::: BRANO DI TESTO

La cultura di internet mostra chiari segni di crisi. Come ha scritto Julia Kristeva, «non c’è nulla di più triste di un dio morto». Il senso di novità è svanito e ha lasciato il vuoto dietro e davanti a sé. A differenza della nostalgia degli anni Novanta, spiega Geert Lovink, teorico dei media e della rete, fondatore dell’Institute of Network Cultures, «qui gli anni felici della gioventù non ci sono mai stati: siamo passati direttamente dall’infanzia al matrimonio, con tutte le limitazioni che ciò comporta». Chi ha più il coraggio di parlare di “nuovi” media? Quest’espressione, un tempo tanto promettente, ormai viene usata solo da qualche ingenuo neofita». Eppure c’è ancora tutto da capire.

::::::

CONSEGNA – Puoi ricopiare per intero, senza cambiare nulla, il brano sulla cultura di internet? Le righe riportate più avanti non sono necessarie per svolgere il lavoro.

::: RIGHE

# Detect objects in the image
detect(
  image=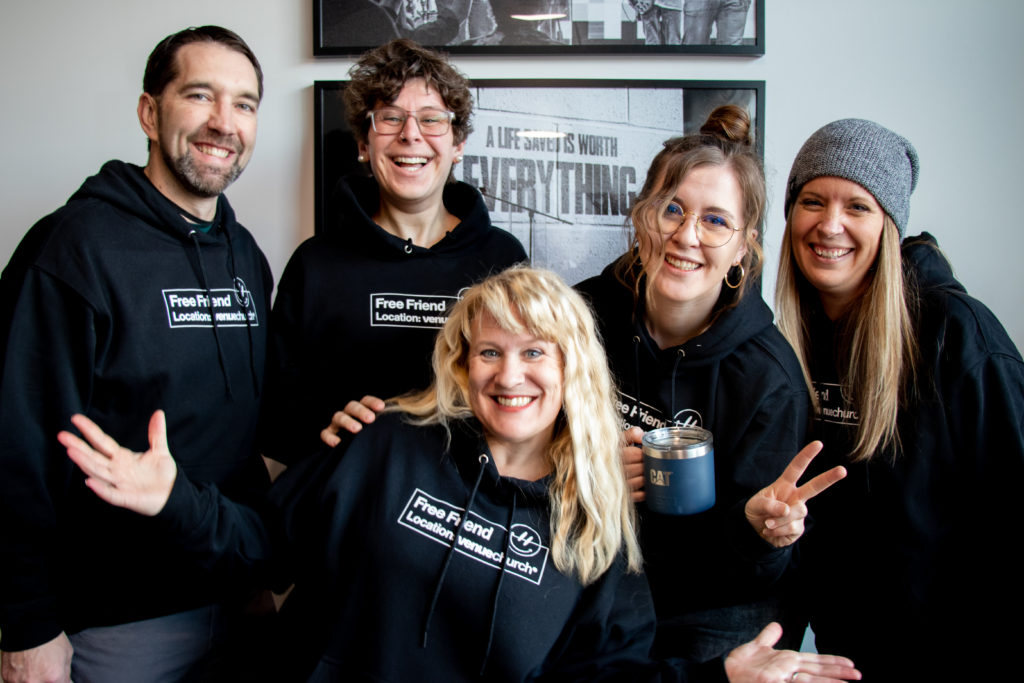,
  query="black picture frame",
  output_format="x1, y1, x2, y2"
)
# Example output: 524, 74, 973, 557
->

::::::

RISPOSTA SCRITTA –
La cultura di internet mostra chiari segni di crisi. Come ha scritto Julia Kristeva, «non c’è nulla di più triste di un dio morto». Il senso di novità è svanito e ha lasciato il vuoto dietro e davanti a sé. A differenza della nostalgia degli anni Novanta, spiega Geert Lovink, teorico dei media e della rete, fondatore dell’Institute of Network Cultures, «qui gli anni felici della gioventù non ci sono mai stati: siamo passati direttamente dall’infanzia al matrimonio, con tutte le limitazioni che ciò comporta». Chi ha più il coraggio di parlare di “nuovi” media? Quest’espressione, un tempo tanto promettente, ormai viene usata solo da qualche ingenuo neofita». Eppure c’è ancora tutto da capire.